::: GIVEN DATA :::

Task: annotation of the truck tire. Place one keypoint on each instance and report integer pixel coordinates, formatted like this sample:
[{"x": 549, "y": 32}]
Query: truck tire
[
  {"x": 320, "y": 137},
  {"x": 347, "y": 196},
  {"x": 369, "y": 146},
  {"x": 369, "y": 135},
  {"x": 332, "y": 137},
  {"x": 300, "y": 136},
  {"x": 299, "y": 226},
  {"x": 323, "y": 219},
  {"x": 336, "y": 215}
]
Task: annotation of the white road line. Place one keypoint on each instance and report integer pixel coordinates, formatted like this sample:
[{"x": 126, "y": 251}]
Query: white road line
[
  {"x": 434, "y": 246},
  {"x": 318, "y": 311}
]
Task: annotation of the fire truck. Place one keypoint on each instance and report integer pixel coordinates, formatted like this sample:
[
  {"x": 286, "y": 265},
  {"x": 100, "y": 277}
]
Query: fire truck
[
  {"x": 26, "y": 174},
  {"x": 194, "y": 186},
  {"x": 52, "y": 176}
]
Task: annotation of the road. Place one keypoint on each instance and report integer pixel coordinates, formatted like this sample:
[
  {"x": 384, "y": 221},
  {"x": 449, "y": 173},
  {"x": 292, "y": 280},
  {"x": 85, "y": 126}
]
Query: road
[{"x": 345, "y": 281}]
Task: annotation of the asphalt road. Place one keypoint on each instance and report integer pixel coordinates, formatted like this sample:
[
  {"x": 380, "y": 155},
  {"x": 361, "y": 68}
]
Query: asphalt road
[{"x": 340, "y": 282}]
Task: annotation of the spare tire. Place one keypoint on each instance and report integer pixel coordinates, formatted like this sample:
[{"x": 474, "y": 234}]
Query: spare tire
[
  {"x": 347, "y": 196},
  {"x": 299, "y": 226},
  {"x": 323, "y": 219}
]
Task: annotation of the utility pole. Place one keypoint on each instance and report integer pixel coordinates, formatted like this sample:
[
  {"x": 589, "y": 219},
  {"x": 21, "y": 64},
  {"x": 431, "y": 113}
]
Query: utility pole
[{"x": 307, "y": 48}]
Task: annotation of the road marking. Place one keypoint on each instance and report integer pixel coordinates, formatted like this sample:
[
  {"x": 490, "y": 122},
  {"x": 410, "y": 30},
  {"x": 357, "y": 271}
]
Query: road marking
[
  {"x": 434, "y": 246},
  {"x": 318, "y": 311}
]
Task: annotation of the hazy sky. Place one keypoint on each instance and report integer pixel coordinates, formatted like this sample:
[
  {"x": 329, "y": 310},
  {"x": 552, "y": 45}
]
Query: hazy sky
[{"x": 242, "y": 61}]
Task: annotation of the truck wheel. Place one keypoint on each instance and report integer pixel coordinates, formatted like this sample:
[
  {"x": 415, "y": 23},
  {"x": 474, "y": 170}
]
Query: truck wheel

:::

> [WHAT YOU WILL DO]: Produce an exact copy of the entries above.

> [ANSWER FOR THE TASK]:
Task: annotation of the truck tire. Place one keypoint on each instance and report integer pixel coordinates, formatted like this sample:
[{"x": 549, "y": 32}]
Query: truck tire
[
  {"x": 320, "y": 137},
  {"x": 347, "y": 196},
  {"x": 369, "y": 146},
  {"x": 369, "y": 135},
  {"x": 332, "y": 137},
  {"x": 300, "y": 136},
  {"x": 299, "y": 226},
  {"x": 323, "y": 219},
  {"x": 336, "y": 215}
]
Task: annotation of the white road line. Place one keypoint on each instance and report integer pixel coordinates, formatted like this sample:
[{"x": 126, "y": 251}]
Query: white road line
[
  {"x": 434, "y": 246},
  {"x": 318, "y": 311}
]
Task: annotation of the fire truck. Place one keypoint on each instance and report integer pixel coordinates, formatted like this sample:
[
  {"x": 286, "y": 265},
  {"x": 100, "y": 277}
]
Query: fire truck
[
  {"x": 26, "y": 174},
  {"x": 194, "y": 186},
  {"x": 52, "y": 176}
]
Task: annotation of the road. Place one keypoint on each instance and report integer pixel coordinates, formatted like this sample:
[
  {"x": 384, "y": 221},
  {"x": 449, "y": 173},
  {"x": 292, "y": 280},
  {"x": 85, "y": 126}
]
Query: road
[{"x": 345, "y": 281}]
Task: annotation of the asphalt road. Place one keypoint on each instance and report integer pixel coordinates, formatted like this sample:
[
  {"x": 380, "y": 155},
  {"x": 361, "y": 68}
]
Query: asphalt road
[{"x": 340, "y": 282}]
Task: annotation of the spare tire. Place one keypoint on each instance and report integer pixel coordinates, formatted like this sample:
[{"x": 474, "y": 234}]
Query: spare tire
[
  {"x": 347, "y": 196},
  {"x": 299, "y": 226},
  {"x": 323, "y": 219}
]
Task: annotation of the utility pole. Place one keypoint on each instance and report integer pixel coordinates, formatted like this sample:
[
  {"x": 589, "y": 219},
  {"x": 21, "y": 64},
  {"x": 431, "y": 113}
]
Query: utility pole
[{"x": 307, "y": 48}]
Task: annotation of the road marking. Place one keypoint on each instance and report integer pixel coordinates, formatted like this sample:
[
  {"x": 490, "y": 122},
  {"x": 410, "y": 30},
  {"x": 357, "y": 271}
]
Query: road marking
[
  {"x": 434, "y": 246},
  {"x": 318, "y": 311}
]
Task: annotation of the hazy sky. Place one keypoint on each instance and report integer pixel coordinates, formatted like this sample:
[
  {"x": 329, "y": 310},
  {"x": 552, "y": 45}
]
Query: hazy sky
[{"x": 242, "y": 61}]
Task: annotation of the truck wheel. Place one keypoint on each instance and report integer pixel coordinates, formatted like this sample:
[
  {"x": 415, "y": 23},
  {"x": 474, "y": 170}
]
Query: truck wheel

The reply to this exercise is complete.